» Aim: Transcribe the records that follow exactly. Skip the pictures.

» Information provided:
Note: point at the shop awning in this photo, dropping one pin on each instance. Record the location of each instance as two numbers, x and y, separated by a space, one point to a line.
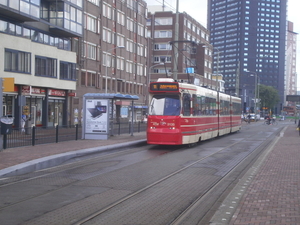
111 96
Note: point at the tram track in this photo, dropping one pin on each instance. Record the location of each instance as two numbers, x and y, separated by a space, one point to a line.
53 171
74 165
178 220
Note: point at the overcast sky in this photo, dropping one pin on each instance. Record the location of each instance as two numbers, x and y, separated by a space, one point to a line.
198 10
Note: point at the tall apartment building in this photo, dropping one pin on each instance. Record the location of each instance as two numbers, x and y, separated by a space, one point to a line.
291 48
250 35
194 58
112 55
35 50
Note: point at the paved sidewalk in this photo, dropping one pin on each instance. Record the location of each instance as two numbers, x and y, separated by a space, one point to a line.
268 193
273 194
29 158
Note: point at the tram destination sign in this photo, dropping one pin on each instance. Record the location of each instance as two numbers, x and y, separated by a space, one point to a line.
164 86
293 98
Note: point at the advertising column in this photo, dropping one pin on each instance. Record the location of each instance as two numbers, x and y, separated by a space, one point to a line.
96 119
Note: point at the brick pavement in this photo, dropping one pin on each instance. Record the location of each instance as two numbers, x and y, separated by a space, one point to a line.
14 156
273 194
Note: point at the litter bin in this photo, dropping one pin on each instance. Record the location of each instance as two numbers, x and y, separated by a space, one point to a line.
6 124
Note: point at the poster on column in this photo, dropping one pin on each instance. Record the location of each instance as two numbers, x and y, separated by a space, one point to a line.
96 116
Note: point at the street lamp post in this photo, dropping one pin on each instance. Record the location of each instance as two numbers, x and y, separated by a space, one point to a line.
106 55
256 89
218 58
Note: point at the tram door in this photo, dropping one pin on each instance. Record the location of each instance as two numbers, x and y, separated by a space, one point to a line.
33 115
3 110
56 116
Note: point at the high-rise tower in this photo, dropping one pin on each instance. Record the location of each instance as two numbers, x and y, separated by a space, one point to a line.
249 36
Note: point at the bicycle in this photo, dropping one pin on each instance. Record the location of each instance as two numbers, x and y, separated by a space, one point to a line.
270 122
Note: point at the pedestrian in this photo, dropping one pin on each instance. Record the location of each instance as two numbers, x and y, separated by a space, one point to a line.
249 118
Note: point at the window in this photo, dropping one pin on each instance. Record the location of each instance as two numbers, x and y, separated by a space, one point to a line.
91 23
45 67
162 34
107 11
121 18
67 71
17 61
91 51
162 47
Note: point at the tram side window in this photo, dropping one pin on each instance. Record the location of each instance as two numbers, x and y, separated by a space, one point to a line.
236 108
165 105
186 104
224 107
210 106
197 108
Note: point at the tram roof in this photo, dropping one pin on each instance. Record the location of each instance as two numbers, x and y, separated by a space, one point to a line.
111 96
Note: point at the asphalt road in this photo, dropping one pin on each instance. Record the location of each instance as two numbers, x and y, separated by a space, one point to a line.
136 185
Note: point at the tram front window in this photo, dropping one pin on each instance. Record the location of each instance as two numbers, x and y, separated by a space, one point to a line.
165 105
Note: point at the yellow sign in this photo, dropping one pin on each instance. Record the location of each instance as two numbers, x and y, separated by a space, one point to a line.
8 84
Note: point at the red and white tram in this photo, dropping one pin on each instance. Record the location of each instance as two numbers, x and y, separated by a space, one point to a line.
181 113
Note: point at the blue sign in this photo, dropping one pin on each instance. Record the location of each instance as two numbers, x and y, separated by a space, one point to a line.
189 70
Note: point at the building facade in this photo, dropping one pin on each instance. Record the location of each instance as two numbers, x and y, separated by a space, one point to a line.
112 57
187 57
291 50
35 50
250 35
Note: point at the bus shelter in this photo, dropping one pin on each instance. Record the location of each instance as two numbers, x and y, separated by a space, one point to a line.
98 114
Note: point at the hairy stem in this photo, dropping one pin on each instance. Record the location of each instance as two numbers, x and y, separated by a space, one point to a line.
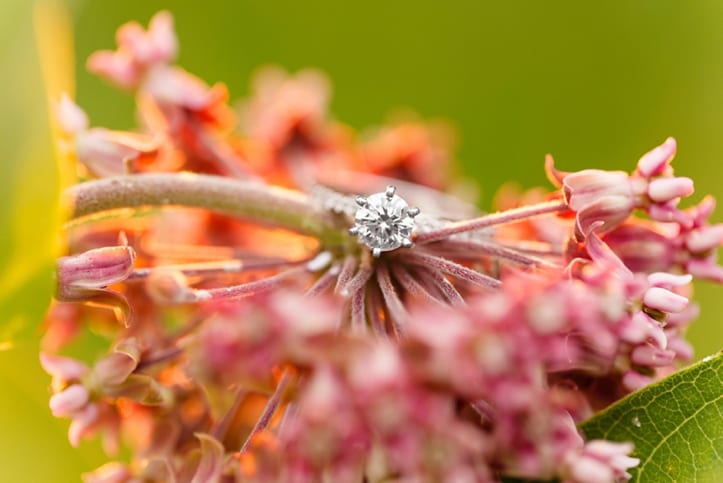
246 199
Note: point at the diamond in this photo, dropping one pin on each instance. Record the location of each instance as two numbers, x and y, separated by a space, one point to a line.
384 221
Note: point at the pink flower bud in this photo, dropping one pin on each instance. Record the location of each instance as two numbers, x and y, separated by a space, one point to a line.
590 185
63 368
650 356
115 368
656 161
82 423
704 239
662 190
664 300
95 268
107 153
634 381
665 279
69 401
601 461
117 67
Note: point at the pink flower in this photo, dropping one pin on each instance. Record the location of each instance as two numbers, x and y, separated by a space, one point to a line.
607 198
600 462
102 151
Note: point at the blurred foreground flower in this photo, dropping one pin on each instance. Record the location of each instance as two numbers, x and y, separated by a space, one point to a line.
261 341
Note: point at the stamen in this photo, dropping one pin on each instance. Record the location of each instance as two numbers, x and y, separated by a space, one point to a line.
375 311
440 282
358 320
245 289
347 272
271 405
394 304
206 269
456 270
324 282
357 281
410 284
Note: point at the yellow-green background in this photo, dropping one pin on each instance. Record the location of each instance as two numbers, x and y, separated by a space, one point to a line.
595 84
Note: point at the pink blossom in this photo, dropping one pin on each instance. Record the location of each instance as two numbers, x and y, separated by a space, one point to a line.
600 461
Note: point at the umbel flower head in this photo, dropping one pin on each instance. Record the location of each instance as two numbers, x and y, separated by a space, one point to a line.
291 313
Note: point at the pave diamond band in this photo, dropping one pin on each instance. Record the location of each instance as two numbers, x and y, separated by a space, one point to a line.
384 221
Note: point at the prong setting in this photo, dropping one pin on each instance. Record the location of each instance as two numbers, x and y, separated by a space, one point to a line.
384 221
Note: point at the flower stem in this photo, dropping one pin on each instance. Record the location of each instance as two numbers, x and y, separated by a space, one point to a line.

» Full response:
Note: point at the shop awning in this photo, dropping one pin on each instance. Record the location of each instance as two numbers, x and y, separated by a space, one point to a line.
111 96
Note: point at the tram track in this photo, dropping one pin on each instance. Record the location of each instance as two numbers, x and y, separated by a space, one point to a line.
53 171
74 165
178 220
Note: point at the overcast sky in this photo, dropping one pin on each instance. Record the location of each instance as two numbers, x and y, separated by a space, one point to a line.
198 10
Note: point at the tall apartment building in this photo, dropping one pin on each instance. Record the location of each instance as two numbers, x and y, separated by a space, one point to a line.
291 48
250 35
194 58
112 55
35 50
Note: point at the paved sidewalk in this photo, dropping one pin on each instance. Record the location of each instance as two numbers, x and y, separated by a space, one point to a line.
268 193
273 194
29 158
Note: point at the tram destination sign in this photo, dropping one pin on each instance. Record the location of each instance as two numbers, x and y, separated by a space, one point to a line.
164 86
293 98
Note: point at the advertising column in this photo, dropping one pin on each instance. Record the location of each instance as two numbers, x and y, separated by a space, one point to a line.
96 119
Note: point at the brick pavement in this photo, dropping one pin on each instance. Record the location of each instance as two numbers, x and y, separated by a space, one point to a line.
14 156
273 194
Note: point at the litter bin in this photo, dropping one pin on each instance. Record the location of each instance as two numbers, x and y, separated by a space, one point to a line.
6 124
Note: point at the poster on column in this photo, dropping one pin on each instance. Record the location of each instance as two numbers, x and y, separated by a space, one point to a line.
96 116
Note: point at the street lamp post in this photo, dropping one pin on each instance. Record the location of each instance as two numbers, x and y, separated by a space, one point to a line.
106 55
256 89
218 58
Note: point at the tram door in this photo, dropping one pin on each instance. Record the location of each instance as two numbers, x and y, separated by a space, one point to a line.
33 115
3 110
56 116
Note: point at the high-rise tower in this photo, dropping one pin on each instance. Record the location of each instance as two numbers, x and y, separated by a space, one point to a line.
249 36
Note: point at the bicycle in this photo, dropping one pin on each instance. Record the location of each instance as two numbers, x and y, separated by a space, one point to a line.
270 122
Note: point at the pedestrian in this photo, dropping one pin on each instance. Record the location of each instance as two numbers, x and y, separated by a space, one point to a line.
249 118
Note: point at the window in this photo, dropping one pin on each instance. Record the location of each instance as two numbers, x and y, separated by a space, one point to a line.
91 23
45 67
162 34
107 11
121 18
67 71
17 61
91 51
162 47
Note: point at the tram side window in this photo, dropping one pin on each instance. Record the location of each instance as two numbers, x and y, separated by a space, one point to a line.
236 108
165 105
186 104
224 107
210 106
197 108
Note: point at the tram roof in this photo, dropping one pin on each instance. Record the location of each instance as two numbers, x and y, separated by a space, one point to a line.
111 96
Note: point at the asphalt road in this photo, dropping one pin on each instance. Record the location of each instance as two numbers, x and y, separated by a space, one point to a line.
136 185
Note: point at the tram front window in this photo, dropping one pin on each instance. Record the location of each instance as two numbers, x and y, separated by a space, one point to a line.
165 105
Note: point at the yellow sign in this photo, dropping one pin on each instance. Record the location of each instance as two numbers, x and y, separated by a space, one point to a line.
8 84
Note: point at the red and white tram in this photo, dropping one pin on each instance. Record the location of each instance as two numbers, x and y, separated by a space, one point to a line.
181 113
Note: point at the blue sign in this photo, dropping one pin on each instance. Record the location of each instance as two numbers, x and y, separated by a space, one point to a line.
189 70
Note: point at the building facade in this photo, dropping one pin on each instance. Record the location of each instance as two numbers, x and y, separated by a space, one point to a line.
112 57
187 57
291 50
35 50
250 35
Note: point at the bus shelter in this photo, dropping one pin on each instance. Record the location of each instance as two numbers, x and y, separated by a space, one point to a line.
98 114
Note: point at the hairy stem in this photo, dropping one pin on each instance. Record the location of each instance as two numbers, x and y, separated by a space, one point to a line.
246 199
Note: point at the diamond in this photo, dropping one pin on each instance. Record the location of each instance as two numbers, x and y, separated by a space, one point to a line.
384 221
Note: point at the pink flower bud in this photo, dropping one pin on each instance. Record the location of each instance as two numbers, x and y, separated by a space, one point to a line.
590 185
63 368
650 356
115 368
656 161
82 423
704 239
662 190
664 300
95 268
107 153
634 381
665 279
69 401
601 461
117 67
Note: point at the pink flower in this photo, dropping one pin on each instance. Record the location of each instance as two numbers, x and y, separated by a space, one point to a line.
607 198
600 462
102 151
Note: point at the blurred foreground flower in this photo, dropping one pin on each instance. Record the location of each instance as two numbers, x and y, separated by a space, one point to a line.
261 341
Note: point at the stamen in this photo, dropping one pin on each instance. Record the location of each instance as two numbers, x and y, separated by a space, one point to a line.
375 311
440 282
358 320
245 289
347 272
271 405
394 304
206 269
456 270
324 282
357 281
410 284
Note: point at the yellow-green background in this photo, dropping one pin on each instance. Record the location of each instance as two numbers, x and y, separated by a space, one point to a line.
595 84
Note: point at the pink blossom in this photo, dropping one pin on each instance. Record the location of each instance as two numbers, x and y, separated by a space, one point to a line.
600 461
Note: point at the umbel flower head in this photo, dropping one pin on each instance. Record the location of each instance as two numbers, x and y, separated by a space, one point to a line.
291 313
Note: point at the pave diamond band in this photo, dropping one pin on each instance. Record the location of each instance as two numbers, x and y, separated by a space, one point to a line.
384 221
Note: point at the prong setting in this photo, dropping one pin on each instance. Record the location of each instance as two numbers, x and y, separated by a space, one point to a line.
384 221
Note: point at the flower stem in this photo, dropping one pin on each instance. Record the location of each instance as two numbers, x and y, separated by a space, one point to a line.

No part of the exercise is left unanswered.